Butcher’s Simply Gentle
Launch date: July 2015
Butchers Simply Gentle is aimed at sensitive digestive systems. To tackle skin problems, vomiting and bloating, the range is 100% natural, wheat gluten free and contains added prebiotic to strengthen immunity. Simply Gentle is listed in Sainsbury’s, Asda and Ocado in both 390g cans and 150g foil trays (rsps: £2.00/x4 150g, £3.50/x6 390g).
Havers raw dogfood
Launch date: July 2015
Manufacturer: Havers Raw Dog Food
Havers has launched a range of minced raw meats and offal from Defra-approved suppliers. The range is sold and stored frozen to be defrosted at home and is available in tripe, duck, beef, lamb, chicken, heart, kidney and liver and a number of combinations. It is available to buy online in boxes of 22x45g bags and is priced £15.50-£23.00.
With premium indulgence high on the menu you’d be forgiven for thinking consumers are less concerned with health. However, brands are enhancing their premium options with a bigger emphasis on nutrition. “There’s a growing tension between treating your pet and taking care of them,” says packaging specialist Fischer. “Along with keeping your pet happy, you don’t want them to be unhealthy for it. The more we humanise animals, the more we risk making them overweight, so we have to strike a balance.”

Saved data entries >>

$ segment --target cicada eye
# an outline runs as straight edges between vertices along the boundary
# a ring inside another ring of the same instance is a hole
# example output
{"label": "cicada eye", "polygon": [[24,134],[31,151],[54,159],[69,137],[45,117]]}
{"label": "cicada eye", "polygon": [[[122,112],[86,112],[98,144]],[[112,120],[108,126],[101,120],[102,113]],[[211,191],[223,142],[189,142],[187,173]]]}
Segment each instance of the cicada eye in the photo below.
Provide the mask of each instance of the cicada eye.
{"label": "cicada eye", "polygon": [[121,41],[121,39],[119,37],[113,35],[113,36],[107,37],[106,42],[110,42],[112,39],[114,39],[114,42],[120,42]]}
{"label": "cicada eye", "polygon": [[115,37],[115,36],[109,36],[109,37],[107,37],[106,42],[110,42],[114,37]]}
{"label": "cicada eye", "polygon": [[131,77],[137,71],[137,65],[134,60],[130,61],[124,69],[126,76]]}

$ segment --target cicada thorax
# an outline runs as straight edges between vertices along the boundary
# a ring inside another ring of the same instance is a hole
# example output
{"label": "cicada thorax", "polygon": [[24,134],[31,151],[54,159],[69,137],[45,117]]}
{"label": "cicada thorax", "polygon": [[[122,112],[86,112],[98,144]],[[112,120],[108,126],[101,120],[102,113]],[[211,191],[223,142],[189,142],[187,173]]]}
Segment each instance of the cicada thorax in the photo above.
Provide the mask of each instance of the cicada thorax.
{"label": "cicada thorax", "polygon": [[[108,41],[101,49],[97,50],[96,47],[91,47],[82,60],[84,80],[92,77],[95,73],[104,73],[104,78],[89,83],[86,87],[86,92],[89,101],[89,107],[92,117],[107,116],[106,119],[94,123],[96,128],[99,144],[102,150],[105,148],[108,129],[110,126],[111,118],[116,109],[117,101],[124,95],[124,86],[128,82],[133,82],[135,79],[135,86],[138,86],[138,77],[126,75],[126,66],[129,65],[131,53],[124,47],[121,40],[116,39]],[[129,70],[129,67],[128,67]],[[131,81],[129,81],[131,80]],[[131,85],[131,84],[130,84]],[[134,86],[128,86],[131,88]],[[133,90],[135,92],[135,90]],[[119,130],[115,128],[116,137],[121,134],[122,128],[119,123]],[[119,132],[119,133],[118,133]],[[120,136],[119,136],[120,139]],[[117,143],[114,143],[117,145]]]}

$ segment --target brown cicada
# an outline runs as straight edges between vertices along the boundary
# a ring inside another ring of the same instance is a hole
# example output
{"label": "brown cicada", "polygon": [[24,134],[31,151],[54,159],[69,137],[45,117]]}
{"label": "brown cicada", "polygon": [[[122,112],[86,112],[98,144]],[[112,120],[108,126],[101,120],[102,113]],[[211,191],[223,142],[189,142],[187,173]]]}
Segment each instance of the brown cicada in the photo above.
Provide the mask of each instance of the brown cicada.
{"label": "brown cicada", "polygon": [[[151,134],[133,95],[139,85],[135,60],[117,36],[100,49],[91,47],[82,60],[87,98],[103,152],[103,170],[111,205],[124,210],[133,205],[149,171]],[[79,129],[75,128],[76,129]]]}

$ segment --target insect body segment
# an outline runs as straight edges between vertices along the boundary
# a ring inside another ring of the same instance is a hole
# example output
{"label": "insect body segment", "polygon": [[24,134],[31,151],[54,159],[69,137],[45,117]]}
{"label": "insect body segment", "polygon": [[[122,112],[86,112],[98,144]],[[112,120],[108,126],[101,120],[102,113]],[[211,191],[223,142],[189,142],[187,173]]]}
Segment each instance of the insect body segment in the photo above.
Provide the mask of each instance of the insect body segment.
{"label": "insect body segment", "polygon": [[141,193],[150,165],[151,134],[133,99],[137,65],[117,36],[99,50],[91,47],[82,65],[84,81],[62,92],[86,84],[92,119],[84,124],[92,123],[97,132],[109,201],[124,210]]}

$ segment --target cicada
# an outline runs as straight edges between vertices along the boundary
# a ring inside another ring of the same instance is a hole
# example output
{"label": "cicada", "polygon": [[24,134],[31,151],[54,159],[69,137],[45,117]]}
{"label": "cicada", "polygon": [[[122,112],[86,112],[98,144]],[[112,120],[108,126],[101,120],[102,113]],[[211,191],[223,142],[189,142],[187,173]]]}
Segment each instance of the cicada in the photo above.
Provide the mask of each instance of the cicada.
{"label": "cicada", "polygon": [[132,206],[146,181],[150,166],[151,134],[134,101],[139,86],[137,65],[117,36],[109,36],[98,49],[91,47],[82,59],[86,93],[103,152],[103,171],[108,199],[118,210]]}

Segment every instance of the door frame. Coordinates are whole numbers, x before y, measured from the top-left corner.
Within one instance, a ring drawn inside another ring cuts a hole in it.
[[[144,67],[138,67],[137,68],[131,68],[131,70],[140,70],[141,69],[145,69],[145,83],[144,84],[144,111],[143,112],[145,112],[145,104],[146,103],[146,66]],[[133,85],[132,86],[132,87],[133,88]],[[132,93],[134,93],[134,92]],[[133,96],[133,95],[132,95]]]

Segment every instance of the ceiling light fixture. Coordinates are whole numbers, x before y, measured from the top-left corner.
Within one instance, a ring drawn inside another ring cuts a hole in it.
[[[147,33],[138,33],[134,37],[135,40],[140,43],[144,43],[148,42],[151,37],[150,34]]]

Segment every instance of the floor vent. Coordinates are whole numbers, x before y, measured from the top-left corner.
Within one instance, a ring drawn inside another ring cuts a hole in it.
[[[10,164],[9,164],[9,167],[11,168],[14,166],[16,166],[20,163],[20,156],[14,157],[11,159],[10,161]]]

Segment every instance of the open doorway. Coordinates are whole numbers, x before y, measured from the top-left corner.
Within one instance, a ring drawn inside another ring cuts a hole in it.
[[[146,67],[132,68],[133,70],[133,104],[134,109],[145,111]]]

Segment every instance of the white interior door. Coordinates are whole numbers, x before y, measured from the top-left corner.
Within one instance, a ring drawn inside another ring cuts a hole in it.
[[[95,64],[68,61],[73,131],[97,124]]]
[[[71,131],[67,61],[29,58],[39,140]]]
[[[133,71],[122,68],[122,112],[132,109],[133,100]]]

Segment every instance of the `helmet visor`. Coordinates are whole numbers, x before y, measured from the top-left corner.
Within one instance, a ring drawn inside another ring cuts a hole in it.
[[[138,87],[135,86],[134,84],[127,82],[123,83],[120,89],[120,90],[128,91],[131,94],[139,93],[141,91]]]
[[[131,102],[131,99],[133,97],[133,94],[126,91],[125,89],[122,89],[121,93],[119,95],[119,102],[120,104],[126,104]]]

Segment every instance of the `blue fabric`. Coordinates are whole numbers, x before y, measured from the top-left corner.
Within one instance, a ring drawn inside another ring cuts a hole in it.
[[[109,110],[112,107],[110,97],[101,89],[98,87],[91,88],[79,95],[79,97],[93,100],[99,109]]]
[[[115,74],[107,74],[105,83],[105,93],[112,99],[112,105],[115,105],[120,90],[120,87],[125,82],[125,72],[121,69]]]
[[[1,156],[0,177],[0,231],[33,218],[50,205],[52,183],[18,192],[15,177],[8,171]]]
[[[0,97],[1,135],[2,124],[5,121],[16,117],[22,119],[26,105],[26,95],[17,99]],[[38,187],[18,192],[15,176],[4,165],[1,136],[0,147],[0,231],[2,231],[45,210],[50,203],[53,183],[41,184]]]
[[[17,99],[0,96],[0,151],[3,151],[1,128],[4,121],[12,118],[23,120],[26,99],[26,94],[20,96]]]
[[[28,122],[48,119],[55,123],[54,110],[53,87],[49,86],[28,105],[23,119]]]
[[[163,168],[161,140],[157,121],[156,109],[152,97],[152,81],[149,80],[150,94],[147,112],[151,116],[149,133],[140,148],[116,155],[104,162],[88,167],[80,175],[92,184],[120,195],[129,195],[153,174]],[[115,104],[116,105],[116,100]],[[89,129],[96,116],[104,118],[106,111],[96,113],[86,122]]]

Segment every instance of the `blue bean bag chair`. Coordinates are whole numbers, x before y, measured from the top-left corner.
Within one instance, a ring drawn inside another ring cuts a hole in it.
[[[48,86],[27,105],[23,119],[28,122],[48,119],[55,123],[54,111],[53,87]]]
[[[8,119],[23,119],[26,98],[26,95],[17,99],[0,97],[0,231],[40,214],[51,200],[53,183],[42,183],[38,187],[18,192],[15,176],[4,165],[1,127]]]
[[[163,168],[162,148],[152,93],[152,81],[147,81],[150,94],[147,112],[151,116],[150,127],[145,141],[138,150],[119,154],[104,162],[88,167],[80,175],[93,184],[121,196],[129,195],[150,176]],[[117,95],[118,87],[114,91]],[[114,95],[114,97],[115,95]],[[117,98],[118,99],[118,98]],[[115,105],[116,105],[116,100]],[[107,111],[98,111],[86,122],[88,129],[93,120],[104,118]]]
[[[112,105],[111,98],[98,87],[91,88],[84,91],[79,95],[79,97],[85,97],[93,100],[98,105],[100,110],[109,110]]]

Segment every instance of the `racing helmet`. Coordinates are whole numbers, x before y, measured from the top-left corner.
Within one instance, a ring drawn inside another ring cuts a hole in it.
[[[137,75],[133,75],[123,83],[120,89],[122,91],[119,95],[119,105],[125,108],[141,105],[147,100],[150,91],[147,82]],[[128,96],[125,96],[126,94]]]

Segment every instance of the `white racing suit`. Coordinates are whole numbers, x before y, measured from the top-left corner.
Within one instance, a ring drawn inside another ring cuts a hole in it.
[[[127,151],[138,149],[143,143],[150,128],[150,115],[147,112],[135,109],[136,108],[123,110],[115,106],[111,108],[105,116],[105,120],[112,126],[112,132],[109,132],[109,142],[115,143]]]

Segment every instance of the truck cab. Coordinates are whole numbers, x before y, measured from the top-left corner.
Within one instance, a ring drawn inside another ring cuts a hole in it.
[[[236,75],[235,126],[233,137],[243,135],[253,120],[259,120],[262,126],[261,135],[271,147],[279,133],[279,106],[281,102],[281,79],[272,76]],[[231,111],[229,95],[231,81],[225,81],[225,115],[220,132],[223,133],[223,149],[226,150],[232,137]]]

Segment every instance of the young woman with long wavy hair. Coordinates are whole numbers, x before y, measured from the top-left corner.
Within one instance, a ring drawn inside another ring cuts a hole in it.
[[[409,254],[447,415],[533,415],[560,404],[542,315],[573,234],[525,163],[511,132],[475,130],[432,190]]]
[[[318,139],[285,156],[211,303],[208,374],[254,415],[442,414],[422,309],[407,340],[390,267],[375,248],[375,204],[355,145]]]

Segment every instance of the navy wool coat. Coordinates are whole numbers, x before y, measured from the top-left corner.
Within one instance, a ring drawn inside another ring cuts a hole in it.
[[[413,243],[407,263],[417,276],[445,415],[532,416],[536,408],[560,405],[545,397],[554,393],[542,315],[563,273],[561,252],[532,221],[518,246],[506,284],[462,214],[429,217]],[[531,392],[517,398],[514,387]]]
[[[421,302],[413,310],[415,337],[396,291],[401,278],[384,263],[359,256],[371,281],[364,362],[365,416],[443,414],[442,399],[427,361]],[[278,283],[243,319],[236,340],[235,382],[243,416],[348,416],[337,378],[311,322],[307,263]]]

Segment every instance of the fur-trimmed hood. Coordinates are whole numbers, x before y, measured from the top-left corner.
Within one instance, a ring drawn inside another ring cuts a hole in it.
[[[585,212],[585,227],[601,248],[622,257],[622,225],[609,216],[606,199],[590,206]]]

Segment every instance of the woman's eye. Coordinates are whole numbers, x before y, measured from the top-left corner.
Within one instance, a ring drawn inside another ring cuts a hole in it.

Task instructions >> Copy the pet food text word for word, everything from "Butcher’s Simply Gentle" down to "150g, £3.50/x6 390g).". The entries are not needed to carry out the tasks.

Result of this task >>
Butcher’s Simply Gentle
Launch date: July 2015
Butchers Simply Gentle is aimed at sensitive digestive systems. To tackle skin problems, vomiting and bloating, the range is 100% natural, wheat gluten free and contains added prebiotic to strengthen immunity. Simply Gentle is listed in Sainsbury’s, Asda and Ocado in both 390g cans and 150g foil trays (rsps: £2.00/x4 150g, £3.50/x6 390g).